== AIM OF THE EXERCISE ==
Transcribe the records in full; omit images.

== Dataset items ==

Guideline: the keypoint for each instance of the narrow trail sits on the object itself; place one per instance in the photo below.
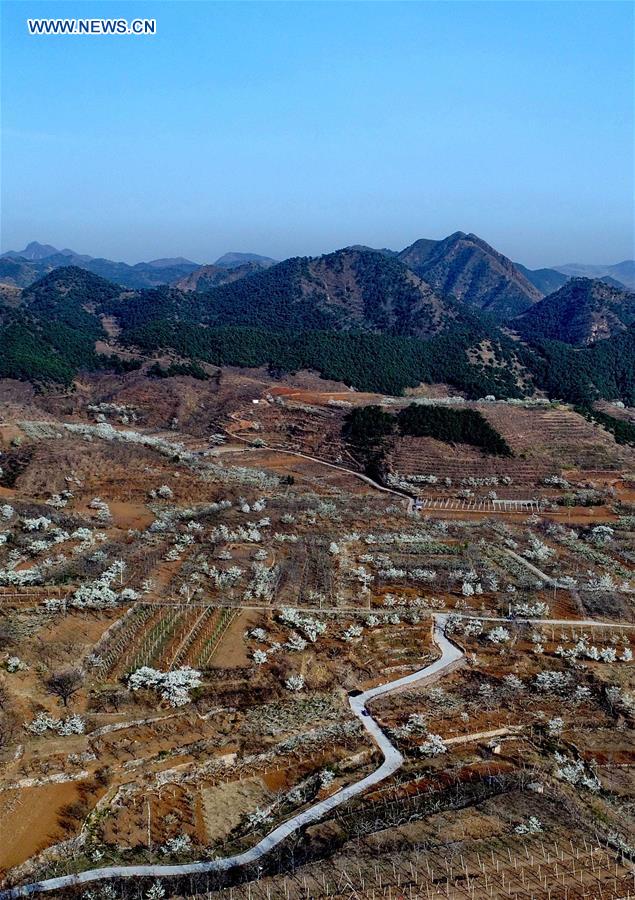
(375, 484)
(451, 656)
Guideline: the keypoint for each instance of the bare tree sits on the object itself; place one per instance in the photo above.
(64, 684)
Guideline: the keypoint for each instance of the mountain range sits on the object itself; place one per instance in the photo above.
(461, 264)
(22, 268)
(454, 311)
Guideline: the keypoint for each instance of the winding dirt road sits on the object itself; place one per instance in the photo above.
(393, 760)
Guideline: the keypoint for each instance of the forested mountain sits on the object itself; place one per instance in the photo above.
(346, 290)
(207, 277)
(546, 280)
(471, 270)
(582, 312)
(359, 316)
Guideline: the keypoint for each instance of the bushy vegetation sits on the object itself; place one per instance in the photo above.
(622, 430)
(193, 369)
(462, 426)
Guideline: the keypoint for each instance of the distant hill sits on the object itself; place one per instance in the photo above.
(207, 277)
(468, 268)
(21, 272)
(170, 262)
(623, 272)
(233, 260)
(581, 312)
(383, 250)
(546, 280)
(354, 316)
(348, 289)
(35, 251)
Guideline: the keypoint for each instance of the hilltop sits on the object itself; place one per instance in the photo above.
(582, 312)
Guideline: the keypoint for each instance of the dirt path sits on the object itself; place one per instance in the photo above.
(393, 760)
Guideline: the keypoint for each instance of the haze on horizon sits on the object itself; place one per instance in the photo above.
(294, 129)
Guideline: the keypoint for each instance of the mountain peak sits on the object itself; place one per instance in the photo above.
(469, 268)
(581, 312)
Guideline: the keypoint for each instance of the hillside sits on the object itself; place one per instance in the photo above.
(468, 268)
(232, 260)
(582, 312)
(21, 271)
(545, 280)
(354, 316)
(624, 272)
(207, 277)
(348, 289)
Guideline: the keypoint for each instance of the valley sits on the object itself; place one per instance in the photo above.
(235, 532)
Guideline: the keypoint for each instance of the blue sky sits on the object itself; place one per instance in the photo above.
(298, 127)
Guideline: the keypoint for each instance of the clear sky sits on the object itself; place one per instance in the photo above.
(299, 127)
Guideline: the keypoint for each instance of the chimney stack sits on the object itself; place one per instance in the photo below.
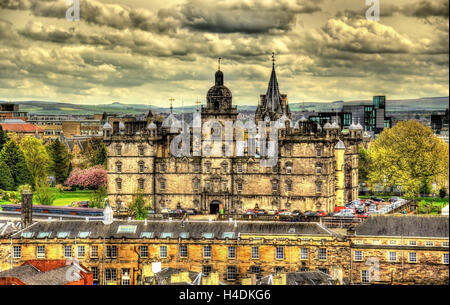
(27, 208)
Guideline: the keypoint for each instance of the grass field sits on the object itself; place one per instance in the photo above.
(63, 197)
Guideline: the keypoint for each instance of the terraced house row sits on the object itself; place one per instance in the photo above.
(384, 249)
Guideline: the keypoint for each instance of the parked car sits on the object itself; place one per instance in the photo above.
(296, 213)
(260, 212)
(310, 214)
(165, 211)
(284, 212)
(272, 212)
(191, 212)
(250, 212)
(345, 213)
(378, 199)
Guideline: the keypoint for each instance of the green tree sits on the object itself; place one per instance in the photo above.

== RESPONSE ==
Guideline: the keypoint for each instance of the narrow trail sits on the object itself; place one per instance in the photo below.
(375, 484)
(451, 656)
Guideline: the keypoint for each instance of the bare tree sits on the object itself; place one per instance in the photo above.
(64, 684)
Guideline: the keypoint for each instance of the mountain range sits on the object itself; place one per instance in the photo above.
(461, 264)
(22, 268)
(454, 311)
Guideline: the keypoint for each instance of the winding dirt road sits on the object itself; place one per instance in the photo above.
(393, 760)
Guideline: the keypoint for each instance of the forested mountain sits on the object itself; place one per instance in the photo above.
(346, 290)
(207, 277)
(546, 280)
(471, 270)
(582, 312)
(359, 316)
Guideline: the keypoint for each instance of the bushy vegetation sits on the object itself; place one per instance in the photo above.
(622, 430)
(193, 369)
(462, 426)
Guideline: the keypoint for each instance of the distant hill sits on the object itself; place one per instance in the photo above.
(207, 277)
(468, 268)
(21, 272)
(170, 262)
(623, 272)
(233, 260)
(581, 312)
(383, 250)
(546, 280)
(354, 316)
(348, 289)
(35, 251)
Guideline: the keypoint for each instance of the hilltop sits on the object itself; place one per instance in the photo above.
(582, 312)
Guideline: the keypoint for each instance of the dirt path sits on the object itself; place one per instance in the photo above.
(393, 760)
Guideline: the keypoint for each instance of the haze on horizon sits on the object itself; place one per instance in the photo above.
(294, 129)
Guideline: the keypoint for each instance of the mountain peak sits on the object itself; place one per instance in the photo above.
(469, 268)
(581, 312)
Guideline: the keypoint for each instance of the hillside sits on the object itself; place one per instance in the photo above.
(468, 268)
(232, 260)
(582, 312)
(21, 271)
(545, 280)
(354, 316)
(624, 272)
(207, 277)
(348, 289)
Guideline: the keypoint for each instance of the valley sits on the object itself; place one per instance in the photo above.
(235, 532)
Guideline: the keypoint for each instance of the blue sky sits on the object itself; place one per instance in the photo above.
(298, 127)
Guideline: the keypoint for each instance of the clear sky sits on the object itself; place one per instance in the photo above.
(299, 127)
Guideline: the keypoint for each instance of the chimney stack sits on the object itself; place one per instance in the photo below.
(27, 208)
Guideline: the keypoint for each instance of the grass field sits on the object itself; place one per instance in the photo above.
(63, 197)
Guideline: the keypoint for each instance of the terraced house row sits on the object itself; place one per instance in the photo above.
(384, 249)
Guideline: the keypoint for each instance of the parked car sits on the object itself; place one per instance in the photo above.
(296, 213)
(260, 212)
(310, 214)
(165, 211)
(284, 212)
(272, 212)
(191, 212)
(250, 212)
(345, 213)
(378, 199)
Guideline: the keypoint for each instance of the green tree sits on the object itself; place one per instance in the photo above.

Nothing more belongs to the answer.